**Excerpt to read:**
┄┄┄┄┄┄┄┄┄┄

Fresno District Wins on Placement, But Ordered to Fix Illegal Stay-Put Violations
A 20-year-old student with autism and intellectual disabilities challenged Fresno Unified's decision to move him from high school to an adult transition program after graduation. The ALJ ruled the district acted properly in transitioning the student, but found the district illegally threatened to strip all related services from his prior IEP if he attended the new program without a signed IEP. The student was awarded an extra year of eligibility (until age 23) as compensatory education, and the district was ordered to train its managers on stay-put rights.
What Happened
Student is a young man with autism and intellectual disabilities who spent four years at Fresno High School (FHS) under an IEP agreed to in October/November 2007. That IEP — the last one Parent ever signed — stated clearly that Student would graduate with a certificate of completion (not a diploma) after earning 230 credits, because the IEP team, including Parent, agreed that Student could not meet the requirements for a regular diploma. After completing those credits in June 2011, the district determined that the natural next step was an Adult Transition Program (ATP) at the Instructional Media Center, which serves students ages 18–22 with significant cognitive disabilities and focuses on job skills and independent living.
Parent refused to accept this transition and demanded that Student be allowed a fifth year at FHS to work toward a regular diploma. The parties met three times in spring 2011 but could not agree. Parent pulled Student out of the Extended School Year program on its first day and refused to enroll Student in the ATP. The district, in turn, sent letters stating that if Student attended the ATP without a signed IEP, it would not provide the related services (one-on-one aide, door-to-door transportation, speech-language therapy, occupational therapy, and adaptive PE) that had been part of the 2007 IEP. Parent filed for due process, raising four issues: improper change of placement, interference with parental participation, exclusion from school activities, and failure to provide services after June 2011.

┄┄┄┄┄┄┄┄┄┄

(Point localization data)
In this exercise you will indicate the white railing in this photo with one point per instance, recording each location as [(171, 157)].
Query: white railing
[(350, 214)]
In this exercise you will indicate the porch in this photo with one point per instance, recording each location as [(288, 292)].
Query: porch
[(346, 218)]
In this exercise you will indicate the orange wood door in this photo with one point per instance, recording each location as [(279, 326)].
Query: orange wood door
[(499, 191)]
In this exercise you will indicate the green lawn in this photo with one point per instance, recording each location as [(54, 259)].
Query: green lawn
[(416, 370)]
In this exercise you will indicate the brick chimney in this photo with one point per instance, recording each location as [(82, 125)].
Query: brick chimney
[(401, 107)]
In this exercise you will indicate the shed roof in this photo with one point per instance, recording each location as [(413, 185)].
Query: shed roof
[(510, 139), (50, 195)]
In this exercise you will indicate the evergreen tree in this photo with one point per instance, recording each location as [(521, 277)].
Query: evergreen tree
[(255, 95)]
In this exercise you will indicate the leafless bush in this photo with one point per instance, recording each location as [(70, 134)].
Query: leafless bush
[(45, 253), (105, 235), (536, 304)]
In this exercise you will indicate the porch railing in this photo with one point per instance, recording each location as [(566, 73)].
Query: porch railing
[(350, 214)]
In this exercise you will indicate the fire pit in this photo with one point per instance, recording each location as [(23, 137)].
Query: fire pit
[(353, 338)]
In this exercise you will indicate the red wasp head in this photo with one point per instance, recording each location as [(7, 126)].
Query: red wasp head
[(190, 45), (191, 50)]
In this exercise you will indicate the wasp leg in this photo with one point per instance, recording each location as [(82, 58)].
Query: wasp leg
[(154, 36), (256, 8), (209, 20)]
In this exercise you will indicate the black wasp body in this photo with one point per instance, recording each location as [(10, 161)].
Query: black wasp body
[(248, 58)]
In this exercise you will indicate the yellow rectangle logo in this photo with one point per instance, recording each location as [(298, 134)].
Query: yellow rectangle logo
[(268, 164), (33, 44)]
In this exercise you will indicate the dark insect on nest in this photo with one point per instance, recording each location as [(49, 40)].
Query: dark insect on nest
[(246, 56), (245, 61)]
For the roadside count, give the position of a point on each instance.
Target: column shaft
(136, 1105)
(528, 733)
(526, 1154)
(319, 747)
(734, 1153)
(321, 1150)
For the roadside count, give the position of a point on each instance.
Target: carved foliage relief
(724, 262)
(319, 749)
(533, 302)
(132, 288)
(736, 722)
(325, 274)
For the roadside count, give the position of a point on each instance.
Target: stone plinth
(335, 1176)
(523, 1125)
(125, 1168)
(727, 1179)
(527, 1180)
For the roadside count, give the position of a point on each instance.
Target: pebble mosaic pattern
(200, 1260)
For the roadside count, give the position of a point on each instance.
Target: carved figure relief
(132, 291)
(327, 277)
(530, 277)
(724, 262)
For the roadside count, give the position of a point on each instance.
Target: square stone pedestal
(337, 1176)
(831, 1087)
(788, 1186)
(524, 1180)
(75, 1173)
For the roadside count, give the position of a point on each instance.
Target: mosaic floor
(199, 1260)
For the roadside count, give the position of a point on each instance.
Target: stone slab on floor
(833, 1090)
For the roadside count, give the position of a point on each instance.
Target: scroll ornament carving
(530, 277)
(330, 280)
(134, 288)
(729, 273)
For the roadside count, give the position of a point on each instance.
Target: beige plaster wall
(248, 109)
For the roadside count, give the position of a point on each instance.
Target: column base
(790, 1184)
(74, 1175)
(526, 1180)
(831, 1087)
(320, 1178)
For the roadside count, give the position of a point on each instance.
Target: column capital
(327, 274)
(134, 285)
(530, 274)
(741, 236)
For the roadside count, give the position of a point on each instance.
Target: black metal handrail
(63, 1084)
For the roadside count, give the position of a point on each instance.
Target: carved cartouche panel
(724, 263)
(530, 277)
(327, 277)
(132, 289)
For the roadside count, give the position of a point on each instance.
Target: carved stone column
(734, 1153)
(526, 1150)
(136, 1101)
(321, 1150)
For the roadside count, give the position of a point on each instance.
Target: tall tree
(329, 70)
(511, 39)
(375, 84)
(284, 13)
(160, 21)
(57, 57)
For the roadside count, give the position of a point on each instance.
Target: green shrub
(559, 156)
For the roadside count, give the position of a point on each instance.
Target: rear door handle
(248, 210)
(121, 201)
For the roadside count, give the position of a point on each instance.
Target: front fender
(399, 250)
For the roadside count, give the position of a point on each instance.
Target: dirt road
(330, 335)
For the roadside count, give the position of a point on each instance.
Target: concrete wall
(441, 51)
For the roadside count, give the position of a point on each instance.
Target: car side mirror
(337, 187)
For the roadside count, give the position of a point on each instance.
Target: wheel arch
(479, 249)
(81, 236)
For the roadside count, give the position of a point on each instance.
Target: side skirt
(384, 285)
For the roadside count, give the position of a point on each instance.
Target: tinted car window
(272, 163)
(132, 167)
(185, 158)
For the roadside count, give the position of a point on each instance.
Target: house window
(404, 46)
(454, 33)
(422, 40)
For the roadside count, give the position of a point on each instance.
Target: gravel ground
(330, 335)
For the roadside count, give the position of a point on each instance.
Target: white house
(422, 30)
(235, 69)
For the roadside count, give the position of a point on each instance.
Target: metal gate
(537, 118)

┄┄┄┄┄┄┄┄┄┄

**Task details:** According to the case summary, what extra eligibility was the student awarded as compensatory education?

**Exercise answer:** An extra year of eligibility, until age 23.